_Problem A_
According to the text on the Hamlet drug, what does the name Hamlet stand for?
_Problem B_
State whether each statement agrees with the text on the Hamlet drug, answering yes or no and quoting the deciding words: (i) Hamlet has been shown to kill 40 different types of cancer. (ii) Hamlet was created as a replica of a protein found in cow's milk. (iii) The 1995 experiment that led to Hamlet took place at Lund University.
_Problem C_
Output the part of the text on the Hamlet drug starting at "A man-made version" and ending at "healthy cells unscathed.".

_Source document_
For nearly 30 years, researchers have been testing an experimental drug called Hamlet on different cancers in both animals and humans.
It was created as a replica of a protein found in human breast milk.
A man-made version of alpha-lactalbumin — which is the most common protein found in human breast milk — Hamlet stands for Human Alpha-lactalbumin Made Lethal to Tumor cells. When the protein binds to oleic acid, a fatty acid that is thought to be anti-inflammatory, it can destroy cancer cells.
It’s currently undergoing clinical trials in humans, and researchers have found that the drug can kill tumors cells while leaving healthy cells unscathed.
At this point, it has been shown to kill 40 different types of cancer.
Hamlet was created because of a happy accident. In 1995, at Lund University, Sweden, Professor Catharina Svanborg and her postgraduate student, Anders Håkansson, launched an experiment to figure out how breast milk was able to fight off germs and be considered antimicrobial.

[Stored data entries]
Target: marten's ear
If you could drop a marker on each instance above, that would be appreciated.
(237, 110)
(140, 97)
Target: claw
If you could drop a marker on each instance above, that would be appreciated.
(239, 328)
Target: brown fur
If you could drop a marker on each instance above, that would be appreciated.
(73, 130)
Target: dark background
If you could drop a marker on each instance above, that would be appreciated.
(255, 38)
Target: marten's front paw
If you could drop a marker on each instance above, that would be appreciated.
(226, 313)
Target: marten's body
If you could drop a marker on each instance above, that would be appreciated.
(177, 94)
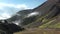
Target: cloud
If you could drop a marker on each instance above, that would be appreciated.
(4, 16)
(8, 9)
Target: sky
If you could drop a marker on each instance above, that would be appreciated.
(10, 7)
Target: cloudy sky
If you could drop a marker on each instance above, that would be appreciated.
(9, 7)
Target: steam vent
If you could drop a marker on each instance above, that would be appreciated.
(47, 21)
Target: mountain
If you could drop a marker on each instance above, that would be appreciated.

_Your solution A_
Human Alpha-lactalbumin Made Lethal to Tumor cells.

_Your solution B_
(i) Yes: "At this point, it has been shown to kill 40 different types of cancer."
(ii) No: "It was created as a replica of a protein found in human breast milk."
(iii) Yes: "In 1995, at Lund University, Sweden,"

_Your solution C_
A man-made version of alpha-lactalbumin — which is the most common protein found in human breast milk — Hamlet stands for Human Alpha-lactalbumin Made Lethal to Tumor cells. When the protein binds to oleic acid, a fatty acid that is thought to be anti-inflammatory, it can destroy cancer cells.
It’s currently undergoing clinical trials in humans, and researchers have found that the drug can kill tumors cells while leaving healthy cells unscathed.